_INSTRUCCIONES_
a) En el texto sobre la conservación de la naturaleza en España, ¿qué país es el más denunciado por incumplimiento de las directivas europeas sobre conservación?
b) Indica si cada afirmación coincide con el texto sobre la conservación de la naturaleza en España y cita las palabras del texto que lo deciden. (i) Los oficialistas sostienen que España alberga más riquezas naturales que ningún otro país. (ii) El texto dice que a los poderes públicos se les achaca la menor responsabilidad. (iii) Los críticos afirman que los políticos españoles tienen sensibilidad.
c) Escribe la continuación del texto sobre la conservación de la naturaleza en España a partir de su última frase.

_TEXTO DE ESTUDIO_
<<<<
Se diría que en España tendemos a pensar o bien que la destrucción de la naturaleza es culpa de otros, nunca nuestra, y que otros deben arreglarlo (y entre esos otros la mayor responsabilidad se achaca a los poderes públicos), o bien (por parte de estos últimos) que se trata de un mal inevitable, puesto que si existieran soluciones alguien se habría ocupado de aportarlas. Sabemos que España es, con diferencia, el país más denunciado por incumplimiento de las directivas europeas sobre conservación. Ante ello suelen detectarse dos posturas: la de los críticos ("¡esto es una vergüenza; nuestros políticos no tienen sensibilidad y son el hazmerreír de Europa!") y la de los oficialistas ("¡qué remedio queda; somos el país que alberga más riquezas naturales, luego, es lógico que éstas sufran aquí más agresiones!"). ¿A nadie se le ha ocurrido que intentemos aprender a incrementar nuestro nivel de vida, a mejorar nuestros servicios públicos y a desarrollar nuevas infraestructuras, conservando, al tiempo, nuestra diversidad biológica?
>>>>
_DATOS PROPORCIONADOS_
<<<<
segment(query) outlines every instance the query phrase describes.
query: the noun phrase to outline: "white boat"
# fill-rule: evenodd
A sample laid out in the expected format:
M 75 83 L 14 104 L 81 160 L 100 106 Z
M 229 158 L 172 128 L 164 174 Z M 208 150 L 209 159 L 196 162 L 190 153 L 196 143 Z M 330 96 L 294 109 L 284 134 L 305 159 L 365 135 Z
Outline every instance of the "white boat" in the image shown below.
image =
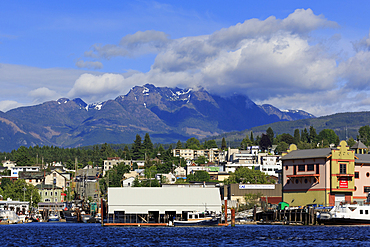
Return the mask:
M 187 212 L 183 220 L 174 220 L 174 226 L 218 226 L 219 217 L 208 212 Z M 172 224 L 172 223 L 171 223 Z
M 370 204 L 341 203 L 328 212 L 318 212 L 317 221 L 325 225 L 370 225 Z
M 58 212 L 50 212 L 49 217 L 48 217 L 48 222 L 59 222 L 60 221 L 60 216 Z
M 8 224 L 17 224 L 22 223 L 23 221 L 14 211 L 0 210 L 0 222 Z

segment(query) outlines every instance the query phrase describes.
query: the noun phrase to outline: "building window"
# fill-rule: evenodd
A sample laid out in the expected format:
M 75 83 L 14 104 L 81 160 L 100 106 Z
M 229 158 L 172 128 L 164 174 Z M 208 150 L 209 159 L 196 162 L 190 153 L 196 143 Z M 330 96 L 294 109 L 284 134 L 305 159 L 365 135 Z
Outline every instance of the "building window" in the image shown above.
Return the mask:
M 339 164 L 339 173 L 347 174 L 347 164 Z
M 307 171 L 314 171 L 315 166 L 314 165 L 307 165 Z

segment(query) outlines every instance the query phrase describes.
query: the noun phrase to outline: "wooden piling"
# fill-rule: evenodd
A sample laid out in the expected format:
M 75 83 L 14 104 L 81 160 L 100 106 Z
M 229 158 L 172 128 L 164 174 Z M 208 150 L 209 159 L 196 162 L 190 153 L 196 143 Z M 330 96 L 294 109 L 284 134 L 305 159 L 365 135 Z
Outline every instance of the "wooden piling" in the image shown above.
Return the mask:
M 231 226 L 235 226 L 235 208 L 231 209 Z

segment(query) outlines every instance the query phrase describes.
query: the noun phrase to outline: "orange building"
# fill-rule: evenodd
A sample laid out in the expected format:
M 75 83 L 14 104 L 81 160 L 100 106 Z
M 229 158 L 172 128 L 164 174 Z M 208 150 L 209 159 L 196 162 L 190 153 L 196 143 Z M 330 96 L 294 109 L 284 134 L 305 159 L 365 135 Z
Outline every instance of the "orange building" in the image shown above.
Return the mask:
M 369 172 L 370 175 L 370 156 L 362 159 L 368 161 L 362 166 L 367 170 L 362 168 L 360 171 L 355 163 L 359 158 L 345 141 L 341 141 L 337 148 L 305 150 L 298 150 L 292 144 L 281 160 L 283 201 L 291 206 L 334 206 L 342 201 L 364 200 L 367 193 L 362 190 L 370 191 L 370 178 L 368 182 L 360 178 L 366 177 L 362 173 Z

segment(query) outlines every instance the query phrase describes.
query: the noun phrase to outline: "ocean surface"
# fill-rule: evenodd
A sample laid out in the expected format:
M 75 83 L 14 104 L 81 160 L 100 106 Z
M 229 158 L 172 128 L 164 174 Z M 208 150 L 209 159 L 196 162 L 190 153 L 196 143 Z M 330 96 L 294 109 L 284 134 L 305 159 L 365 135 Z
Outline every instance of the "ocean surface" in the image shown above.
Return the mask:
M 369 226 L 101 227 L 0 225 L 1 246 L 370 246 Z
>>>>
<<<<
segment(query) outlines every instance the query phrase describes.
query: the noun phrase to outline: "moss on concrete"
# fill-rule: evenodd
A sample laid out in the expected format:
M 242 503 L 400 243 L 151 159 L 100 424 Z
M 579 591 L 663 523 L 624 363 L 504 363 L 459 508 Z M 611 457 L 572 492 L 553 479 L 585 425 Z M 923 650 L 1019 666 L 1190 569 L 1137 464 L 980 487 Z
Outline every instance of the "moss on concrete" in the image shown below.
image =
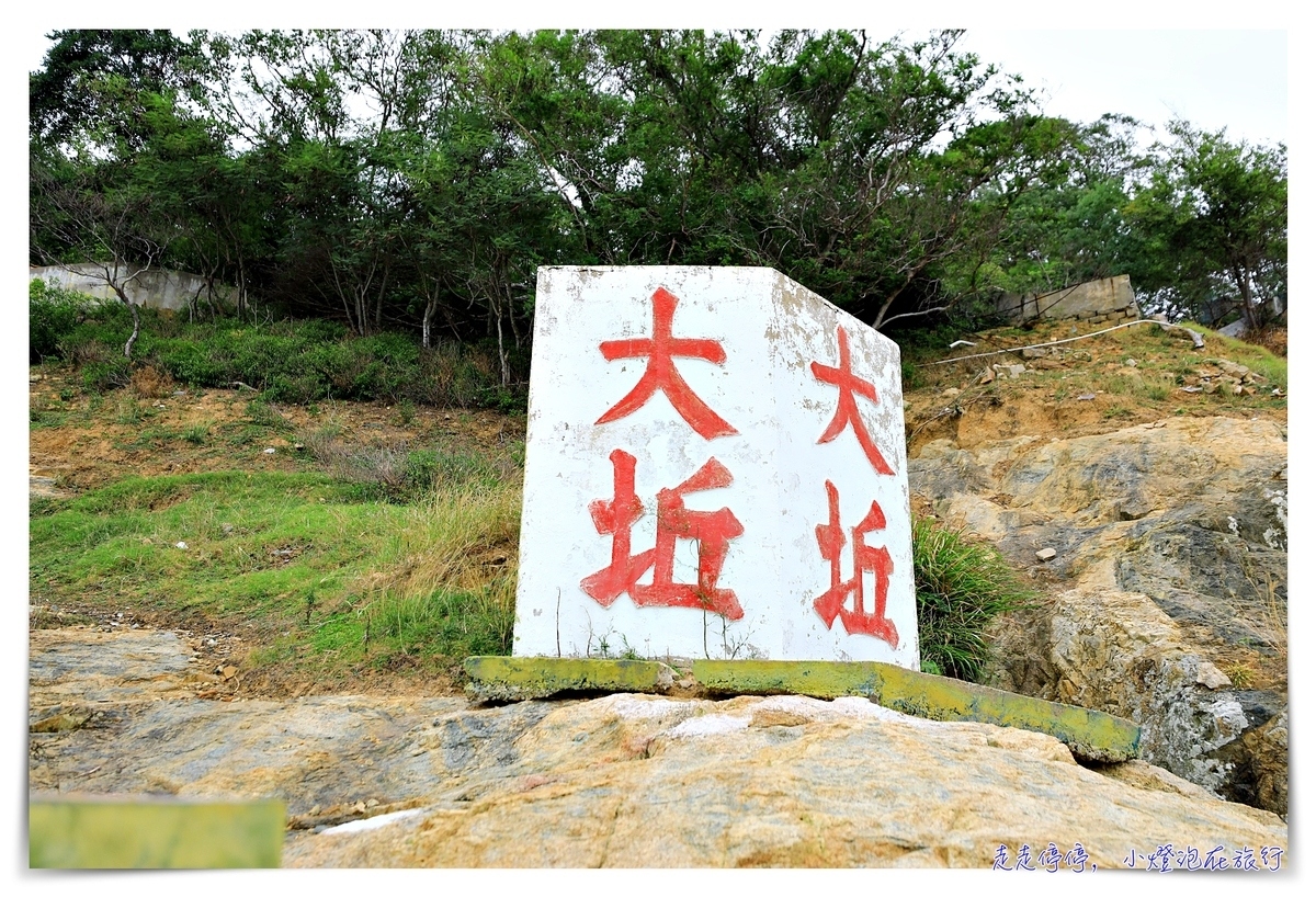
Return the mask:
>>>>
_RESPUESTAS_
a) España, con diferencia.

b)
(i) Sí: «somos el país que alberga más riquezas naturales».
(ii) No: «la mayor responsabilidad se achaca a los poderes públicos».
(iii) No: «nuestros políticos no tienen sensibilidad».

c)
Hemos importado de otras tierras las tecnologías para que nuestros coches utilicen gasolina sin plomo, o nuestras industrias viertan menos productos nocivos al aire o al agua. Lo inventaron en otros países gracias a programas de investigación que surgieron allí cuando se detectaron los problemas, a menudo lustros, antes de que los tuviéramos entre nosotros. Conservar las águilas imperiales al tiempo que hacemos carreteras o embalses, por poner un ejemplo, -es sin embargo -un problema español, y la solución no estriba en pedir, simplemente, que no se hagan las obras, como no lo hubiera sido en Alemania, en su momento, prohibir los vehículos a motor porque liberaban plomo en la atmósfera. Con la flora y fauna silvestres no sirve esperar a que inventen otros, pues el problema no lo tienen ellos, está aquí.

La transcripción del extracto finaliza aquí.